> **Texte présenté**:
· · · ·

37Ces différents instruments s’ajoutent aux pôles de compétitivité crées en 2005, et qui s’inscrivent dans la nouvelle politique industrielle française. En effet, les années 1990 et 2000 ont vu l’émergence d’une nouvelle politique industrielle. La politique industrielle traditionnelle fondée sur le grands programmes et la construction de champions nationaux a surtout favorisé un petit nombre de grandes entreprises et la politique d’aménagement du territoire fondée la concentration des moyens dans un domaine donné et sur un périmètre géographique précis n’a pas toujours été à l’origine des effets d’entraînement escomptés. Le rôle de l’État s’est d’abord orienté vers la définition d’un cadre réglementaire favorable à l’activité des entreprises par le biais de politiques conjoncturelles (fiscalité notamment) mais aussi de politiques plus structurelles (propriété industrielle, infrastructures, R&D…). Ce sont les politiques d’attractivité. Dans un second temps l’État est aussi intervenu (c’est le cas de la période actuelle) sur les moyens organisationnels d’action entre institutions : c’est le cas des pôles de compétitivité mis en place en 2005. Leur définition officielle est la suivante : « Un pôle de compétitivité est sur un territoire donné, l’association d’entreprises, de centres de recherche et d’organismes de formation, engagés dans une démarche partenariale (stratégie commune de développement), destinée à dégager des synergies autour de projets innovants conduits en commun en direction d’un (ou de) marché(s) donné(s) » [6]. Ces pôles devraient ouvrir des nouvelles perspectives en matière de contractualisation et de la valorisation de la recherche effectuée dans les laboratoires universitaires (Uzunidis, 2010).

2.3 – Impacts de la montée de la contractualisation sur le système de recherche français

38Les différentes réformes et la modification du cadre légal de la recherche et de l’innovation ont contribué à transformer le système de recherche français, traditionnellement hiérarchisé et centralisé. Cette transformation se traduit par :

  • La « marchéisation », qui signifie l’introduction de règles de fonctionnement (accent sur la performance et le retour sur investissement) issues du secteur privé dans une institution publique, en l’occurrence ici le système de recherche publique (Uzunidis, 2003 ; Laperche, 2003). La loi organique relative aux lois de finances de 2001 et qui s’est appliquée par étapes à toute l’administration en 2006 illustre et encadre ce changement en plaçant la « performance » au cœur de la gestion budgétaire.

· · · ·

> **Données fournies**:
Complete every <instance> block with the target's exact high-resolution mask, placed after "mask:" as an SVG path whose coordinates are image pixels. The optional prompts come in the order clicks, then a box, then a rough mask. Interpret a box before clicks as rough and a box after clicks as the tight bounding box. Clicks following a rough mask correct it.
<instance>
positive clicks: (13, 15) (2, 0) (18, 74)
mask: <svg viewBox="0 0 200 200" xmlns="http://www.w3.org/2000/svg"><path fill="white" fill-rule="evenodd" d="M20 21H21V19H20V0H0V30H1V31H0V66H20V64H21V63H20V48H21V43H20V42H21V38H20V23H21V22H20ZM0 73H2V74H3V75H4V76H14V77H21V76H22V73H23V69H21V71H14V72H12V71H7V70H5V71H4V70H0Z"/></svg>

· · · ·

Reproduisez à l'identique le passage du texte sur la recherche française qui va de « 38Les différentes réformes » jusqu'à « la gestion budgétaire. » inclus.

> **Votre réponse**:
38Les différentes réformes et la modification du cadre légal de la recherche et de l’innovation ont contribué à transformer le système de recherche français, traditionnellement hiérarchisé et centralisé. Cette transformation se traduit par :

  • La « marchéisation », qui signifie l’introduction de règles de fonctionnement (accent sur la performance et le retour sur investissement) issues du secteur privé dans une institution publique, en l’occurrence ici le système de recherche publique (Uzunidis, 2003 ; Laperche, 2003). La loi organique relative aux lois de finances de 2001 et qui s’est appliquée par étapes à toute l’administration en 2006 illustre et encadre ce changement en plaçant la « performance » au cœur de la gestion budgétaire.